Document section |
====
Monday, April 9, 2012

What in the world is Occupational Therapy?

April is Occupational Therapy Month!  Occupational Therapy, which we lovingly call OT for short, is just one of the many therapies that we provide for pediatric patients at our facilities.  Many people don't actually know what OT is or what we work on in OT, so we've written this blog to help explain what it is that we do!
Does your child seem clumsier than other children his age or have difficulty completing simple daily tasks such as dressing or eating?  Does she get easily frustrated or restless when completing school work or have difficulty with handwriting? 
Many parents question whether their child is developing appropriately or notice that their child does not seem to be functioning at the same level as similarly aged peers. Other children’s function is delayed due to injury or prenatal cause. When these concerns are echoed by your child’s pediatrician, your child may benefit from Occupational Therapy.
The occupation, or job, of all children is to learn and develop into functional adults.  In childhood, this is done through play.
Pediatric Occupational Therapists work with children to restore, improve, maintain and develop skills needed for daily living.  They evaluate each child’s individual strengths and areas in need of improvement, and, in collaboration with the child’s caregivers, formulate a plan to maximize the child’s independence at home, school, and in the community.
====
Input data |
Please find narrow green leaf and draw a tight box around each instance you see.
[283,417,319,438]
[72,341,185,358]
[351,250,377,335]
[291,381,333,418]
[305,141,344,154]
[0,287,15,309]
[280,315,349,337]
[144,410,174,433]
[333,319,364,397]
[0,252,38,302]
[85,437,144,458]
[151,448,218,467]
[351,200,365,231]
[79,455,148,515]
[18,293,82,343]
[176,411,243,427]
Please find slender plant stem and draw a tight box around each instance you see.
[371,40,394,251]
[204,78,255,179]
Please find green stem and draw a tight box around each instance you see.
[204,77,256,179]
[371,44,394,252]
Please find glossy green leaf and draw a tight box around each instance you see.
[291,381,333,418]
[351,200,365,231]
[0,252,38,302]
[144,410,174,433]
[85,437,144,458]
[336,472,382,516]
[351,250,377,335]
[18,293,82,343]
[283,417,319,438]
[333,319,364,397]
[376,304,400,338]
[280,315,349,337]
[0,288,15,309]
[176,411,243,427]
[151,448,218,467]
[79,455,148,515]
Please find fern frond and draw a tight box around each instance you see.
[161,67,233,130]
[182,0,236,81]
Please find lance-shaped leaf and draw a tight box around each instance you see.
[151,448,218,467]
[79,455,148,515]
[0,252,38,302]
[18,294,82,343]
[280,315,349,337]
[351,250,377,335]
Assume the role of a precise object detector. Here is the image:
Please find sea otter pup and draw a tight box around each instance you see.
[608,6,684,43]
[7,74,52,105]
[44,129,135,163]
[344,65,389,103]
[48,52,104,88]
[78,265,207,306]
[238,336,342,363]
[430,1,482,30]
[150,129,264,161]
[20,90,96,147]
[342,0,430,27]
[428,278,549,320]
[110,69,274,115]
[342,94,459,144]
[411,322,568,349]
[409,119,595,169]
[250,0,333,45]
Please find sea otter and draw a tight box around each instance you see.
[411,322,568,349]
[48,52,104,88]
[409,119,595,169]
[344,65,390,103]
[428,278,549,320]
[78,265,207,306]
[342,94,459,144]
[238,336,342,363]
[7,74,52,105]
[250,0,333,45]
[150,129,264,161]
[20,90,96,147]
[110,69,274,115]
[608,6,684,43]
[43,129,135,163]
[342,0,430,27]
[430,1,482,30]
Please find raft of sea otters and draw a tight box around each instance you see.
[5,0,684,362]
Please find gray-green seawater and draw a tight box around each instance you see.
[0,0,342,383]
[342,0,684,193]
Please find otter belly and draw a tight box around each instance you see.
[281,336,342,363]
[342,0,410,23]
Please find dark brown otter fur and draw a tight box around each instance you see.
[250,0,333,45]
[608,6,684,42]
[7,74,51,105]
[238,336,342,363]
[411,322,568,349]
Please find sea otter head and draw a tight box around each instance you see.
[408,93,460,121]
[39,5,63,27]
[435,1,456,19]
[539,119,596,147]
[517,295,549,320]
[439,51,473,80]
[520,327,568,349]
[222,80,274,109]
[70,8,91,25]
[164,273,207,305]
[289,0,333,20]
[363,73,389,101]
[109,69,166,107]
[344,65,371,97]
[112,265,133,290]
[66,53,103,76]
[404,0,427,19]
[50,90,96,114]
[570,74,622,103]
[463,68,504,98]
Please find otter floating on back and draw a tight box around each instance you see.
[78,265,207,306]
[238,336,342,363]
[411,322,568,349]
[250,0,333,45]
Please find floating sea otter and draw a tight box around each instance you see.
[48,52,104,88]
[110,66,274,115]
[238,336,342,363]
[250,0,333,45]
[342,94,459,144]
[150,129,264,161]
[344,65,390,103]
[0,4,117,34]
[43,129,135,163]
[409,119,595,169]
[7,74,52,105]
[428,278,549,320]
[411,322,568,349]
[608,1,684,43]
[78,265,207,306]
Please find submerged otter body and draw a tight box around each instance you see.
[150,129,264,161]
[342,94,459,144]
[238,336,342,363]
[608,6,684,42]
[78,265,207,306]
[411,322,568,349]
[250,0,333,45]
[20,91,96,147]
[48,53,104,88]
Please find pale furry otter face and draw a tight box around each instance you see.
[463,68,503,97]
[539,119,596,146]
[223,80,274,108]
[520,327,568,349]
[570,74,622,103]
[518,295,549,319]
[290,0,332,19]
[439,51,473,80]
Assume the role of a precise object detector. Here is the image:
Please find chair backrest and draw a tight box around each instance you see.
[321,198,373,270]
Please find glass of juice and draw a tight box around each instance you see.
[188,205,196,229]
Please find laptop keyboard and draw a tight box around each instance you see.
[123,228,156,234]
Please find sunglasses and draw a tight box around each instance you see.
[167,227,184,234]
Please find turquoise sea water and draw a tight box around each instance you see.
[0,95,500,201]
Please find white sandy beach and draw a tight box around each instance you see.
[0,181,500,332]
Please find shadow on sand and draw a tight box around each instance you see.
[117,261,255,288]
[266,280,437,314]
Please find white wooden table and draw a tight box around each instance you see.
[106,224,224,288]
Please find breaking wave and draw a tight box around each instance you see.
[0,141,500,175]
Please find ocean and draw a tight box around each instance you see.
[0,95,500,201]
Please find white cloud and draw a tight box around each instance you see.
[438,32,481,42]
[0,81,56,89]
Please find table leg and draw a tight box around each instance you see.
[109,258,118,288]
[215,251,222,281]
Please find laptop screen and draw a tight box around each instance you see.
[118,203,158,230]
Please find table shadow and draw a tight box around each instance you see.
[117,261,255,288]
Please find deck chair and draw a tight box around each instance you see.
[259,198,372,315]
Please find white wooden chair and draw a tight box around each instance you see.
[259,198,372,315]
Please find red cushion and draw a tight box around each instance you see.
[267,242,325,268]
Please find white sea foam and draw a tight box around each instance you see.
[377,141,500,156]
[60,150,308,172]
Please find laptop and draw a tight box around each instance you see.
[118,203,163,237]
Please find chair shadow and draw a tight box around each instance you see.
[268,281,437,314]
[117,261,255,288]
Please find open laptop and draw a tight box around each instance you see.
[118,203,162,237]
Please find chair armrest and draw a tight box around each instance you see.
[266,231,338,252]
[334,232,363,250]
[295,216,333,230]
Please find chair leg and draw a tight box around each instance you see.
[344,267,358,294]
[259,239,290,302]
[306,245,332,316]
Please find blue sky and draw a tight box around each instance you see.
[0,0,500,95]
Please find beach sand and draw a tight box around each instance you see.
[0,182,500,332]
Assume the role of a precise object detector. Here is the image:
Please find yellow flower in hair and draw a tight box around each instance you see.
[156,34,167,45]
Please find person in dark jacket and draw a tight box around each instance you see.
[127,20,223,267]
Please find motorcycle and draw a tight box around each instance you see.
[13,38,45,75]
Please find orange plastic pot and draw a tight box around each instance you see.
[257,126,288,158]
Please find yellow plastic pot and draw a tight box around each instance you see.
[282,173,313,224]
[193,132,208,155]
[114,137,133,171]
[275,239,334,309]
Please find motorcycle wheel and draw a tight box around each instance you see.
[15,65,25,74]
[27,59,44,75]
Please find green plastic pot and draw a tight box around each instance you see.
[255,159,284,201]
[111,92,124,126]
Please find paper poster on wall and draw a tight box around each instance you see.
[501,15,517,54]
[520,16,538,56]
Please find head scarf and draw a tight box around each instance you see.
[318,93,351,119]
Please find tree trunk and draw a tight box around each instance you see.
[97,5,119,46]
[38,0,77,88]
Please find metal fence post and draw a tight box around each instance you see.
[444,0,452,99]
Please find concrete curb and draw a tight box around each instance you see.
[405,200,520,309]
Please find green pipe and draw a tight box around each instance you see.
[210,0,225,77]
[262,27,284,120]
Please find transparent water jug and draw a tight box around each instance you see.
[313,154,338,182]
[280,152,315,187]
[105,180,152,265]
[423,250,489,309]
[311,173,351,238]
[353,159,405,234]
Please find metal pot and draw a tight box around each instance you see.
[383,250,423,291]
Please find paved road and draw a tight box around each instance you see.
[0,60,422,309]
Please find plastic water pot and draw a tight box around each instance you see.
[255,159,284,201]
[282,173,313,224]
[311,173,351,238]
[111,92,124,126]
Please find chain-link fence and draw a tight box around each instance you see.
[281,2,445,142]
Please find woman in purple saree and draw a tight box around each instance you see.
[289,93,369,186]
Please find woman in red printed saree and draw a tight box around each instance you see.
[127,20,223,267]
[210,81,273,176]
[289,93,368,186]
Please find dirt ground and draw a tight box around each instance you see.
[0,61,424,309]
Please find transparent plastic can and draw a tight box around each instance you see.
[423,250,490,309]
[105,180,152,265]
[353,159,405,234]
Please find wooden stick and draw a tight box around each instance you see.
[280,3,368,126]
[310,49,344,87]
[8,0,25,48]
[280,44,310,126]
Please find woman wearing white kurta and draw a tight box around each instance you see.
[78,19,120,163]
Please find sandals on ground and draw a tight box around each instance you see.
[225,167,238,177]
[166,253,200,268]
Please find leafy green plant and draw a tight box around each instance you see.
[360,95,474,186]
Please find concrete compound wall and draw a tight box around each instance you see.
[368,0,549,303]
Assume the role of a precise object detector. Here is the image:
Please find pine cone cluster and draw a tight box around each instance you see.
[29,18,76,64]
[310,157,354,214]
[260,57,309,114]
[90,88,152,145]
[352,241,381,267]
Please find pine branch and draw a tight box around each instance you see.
====
Problems to solve |
A) Answer these questions from the occupational therapy post:
(i) Which month is Occupational Therapy Month?
(ii) According to the post, how do children learn and develop into functional adults during childhood?
(iii) With whom do pediatric occupational therapists work to formulate a plan for each child?
B) Write the next part of the occupational therapy blog post, picking up after its final sentence.

Task results |
A)
(i) April.
(ii) Through play.
(iii) With the child's caregivers.

B)
Areas evaluated and remediated by  OTs are cognition and concentration, vision and visual perceptual issues (such as eye-hand coordination), social skills deficits,  feeding issues, sensory processing difficulties, handwriting, hand strength and overall function, clumsiness and body control and coordination, manual dexterity, and activities of daily living such as hygiene, dressing, household or community tasks.
The intervention is provided through play, so that the child learns and develops skills through fun games and activities.  Each family is educated regarding activities that can be done at home to further develop their child’s independence and function.
Through Occupational Therapy, children are able to gain the skills and confidence that they need to enjoy and succeed in school, be more responsible at home, and make and keep friends more easily.